• **Selected passage**:
****************
Abstract
Large language models demonstrate varying capabilities in reasoning about unfolding geopolitical conflicts, showing strategic realism in structured settings but inconsistent performance in complex political environments.
Can AI reason about a war before its trajectory becomes historically obvious? Analyzing this capability is difficult because retrospective geopolitical prediction is heavily confounded by training-data leakage. We address this challenge through a temporally grounded case study of the early stages of the 2026 Middle East conflict, which unfolded after the training cutoff of current frontier models. We construct 11 critical temporal nodes, 42 node-specific verifiable questions, and 5 general exploratory questions, requiring models to reason only from information that would have been publicly available at each moment. This design substantially mitigates training-data leakage concerns, creating a setting well-suited for studying how models analyze an unfolding crisis under the fog of war, and provides, to our knowledge, the first temporally grounded analysis of LLM reasoning in an ongoing geopolitical conflict. Our analysis reveals three main findings. First, current state-of-the-art large language models often display a striking degree of strategic realism, reasoning beyond surface rhetoric toward deeper structural incentives. Second, this capability is uneven across domains: models are more reliable in economically and logistically structured settings than in politically ambiguous multi-actor environments. Finally, model narratives evolve over time, shifting from early expectations of rapid containment toward more systemic accounts of regional entrenchment and attritional de-escalation. Since the conflict remains ongoing at the time of writing, this work can serve as an archival snapshot of model reasoning during an unfolding geopolitical crisis, enabling future studies without the hindsight bias of retrospective analysis.
****************
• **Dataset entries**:
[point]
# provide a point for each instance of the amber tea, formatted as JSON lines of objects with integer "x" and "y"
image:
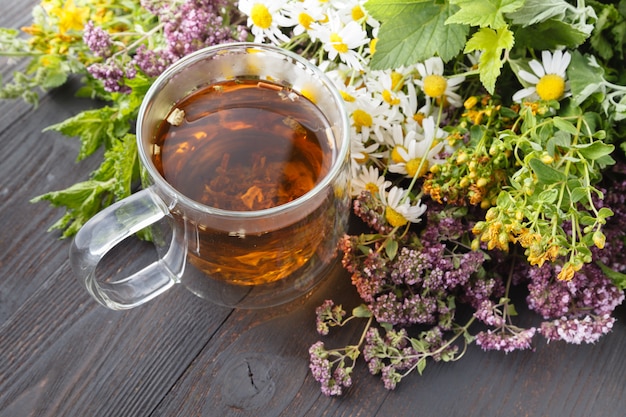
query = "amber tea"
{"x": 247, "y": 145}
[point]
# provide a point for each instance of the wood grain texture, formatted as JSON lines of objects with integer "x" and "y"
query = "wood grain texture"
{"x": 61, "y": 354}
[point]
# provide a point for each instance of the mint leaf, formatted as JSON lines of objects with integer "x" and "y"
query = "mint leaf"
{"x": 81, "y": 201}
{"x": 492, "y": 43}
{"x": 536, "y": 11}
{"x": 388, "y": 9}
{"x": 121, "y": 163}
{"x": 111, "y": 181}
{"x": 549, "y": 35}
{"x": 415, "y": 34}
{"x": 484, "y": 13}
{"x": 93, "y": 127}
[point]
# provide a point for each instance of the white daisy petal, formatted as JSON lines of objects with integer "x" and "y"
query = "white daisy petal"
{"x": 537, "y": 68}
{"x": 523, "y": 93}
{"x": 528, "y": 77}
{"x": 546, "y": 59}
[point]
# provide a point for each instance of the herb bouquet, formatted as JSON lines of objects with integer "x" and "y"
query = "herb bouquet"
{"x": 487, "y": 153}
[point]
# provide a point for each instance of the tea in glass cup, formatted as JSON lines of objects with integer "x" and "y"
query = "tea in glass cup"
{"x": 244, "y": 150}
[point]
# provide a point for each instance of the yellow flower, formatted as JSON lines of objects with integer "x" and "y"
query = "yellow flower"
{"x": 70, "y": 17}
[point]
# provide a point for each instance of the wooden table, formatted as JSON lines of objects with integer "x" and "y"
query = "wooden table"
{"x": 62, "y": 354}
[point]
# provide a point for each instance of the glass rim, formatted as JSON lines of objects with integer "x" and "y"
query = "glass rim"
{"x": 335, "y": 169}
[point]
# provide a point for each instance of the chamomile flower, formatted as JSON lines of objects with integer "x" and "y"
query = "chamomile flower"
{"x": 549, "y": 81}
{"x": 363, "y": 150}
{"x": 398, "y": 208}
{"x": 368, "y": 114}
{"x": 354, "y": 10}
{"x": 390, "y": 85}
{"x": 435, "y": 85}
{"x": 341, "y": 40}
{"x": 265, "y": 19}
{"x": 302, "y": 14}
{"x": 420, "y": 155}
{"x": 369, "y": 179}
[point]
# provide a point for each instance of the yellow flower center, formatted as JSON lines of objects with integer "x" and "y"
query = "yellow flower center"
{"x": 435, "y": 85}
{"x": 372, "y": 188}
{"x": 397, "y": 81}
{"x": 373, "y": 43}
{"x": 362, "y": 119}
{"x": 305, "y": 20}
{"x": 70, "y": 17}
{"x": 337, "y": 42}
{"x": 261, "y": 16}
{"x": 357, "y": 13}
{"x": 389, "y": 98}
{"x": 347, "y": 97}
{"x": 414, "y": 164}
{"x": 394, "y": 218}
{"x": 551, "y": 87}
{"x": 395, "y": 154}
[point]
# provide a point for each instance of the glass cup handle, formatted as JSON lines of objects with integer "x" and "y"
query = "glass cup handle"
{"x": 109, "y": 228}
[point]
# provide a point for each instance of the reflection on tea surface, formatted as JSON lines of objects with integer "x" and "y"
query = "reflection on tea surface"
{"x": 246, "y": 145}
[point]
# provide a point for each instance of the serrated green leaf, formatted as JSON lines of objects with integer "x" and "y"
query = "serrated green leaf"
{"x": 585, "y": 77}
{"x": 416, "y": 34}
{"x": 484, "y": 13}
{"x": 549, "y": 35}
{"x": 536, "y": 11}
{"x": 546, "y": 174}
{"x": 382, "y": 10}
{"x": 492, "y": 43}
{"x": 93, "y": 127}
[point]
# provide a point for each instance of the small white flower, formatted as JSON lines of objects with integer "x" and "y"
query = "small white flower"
****************
• **Instructions**:
1. According to the abstract, why did the authors choose the early stages of the 2026 Middle East conflict for their case study? Answer in one to three sentences.
2. Carry on the abstract, picking up after its final sentence.

• **Your written answers**:
1. Retrospective geopolitical prediction is heavily confounded by training-data leakage. The 2026 Middle East conflict unfolded after the training cutoff of current frontier models, so studying it substantially mitigates that concern.

2.
Community
Two authors of the paper, Tianyi and Ming, were in Abu Dhabi during the recent regional escalation and directly experienced the uncertainty and disruption brought by the conflict. Rather than stepping back, they turned to AI as a tool to help people better understand and anticipate how such crises unfold. This work reflects both technical rigor and lived urgency, seeking to move beyond hindsight and toward real-time, transparent reasoning that can inform public understanding under the fog of war. We are the world and let's make it a better place.